Image location labeling entries:

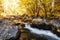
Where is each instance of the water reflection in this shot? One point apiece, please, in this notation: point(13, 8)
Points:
point(7, 30)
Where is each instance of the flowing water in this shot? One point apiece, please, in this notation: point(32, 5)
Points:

Short task:
Reproduce all of the material above word for word. Omit the pictures.

Problem solution:
Where is each instance of the water reflection in this shot? One point apiece, please, in this notation: point(13, 8)
Points:
point(7, 30)
Where is each instance of the flowing water in this shot? One point apiece, please, in this notation: point(32, 5)
Points:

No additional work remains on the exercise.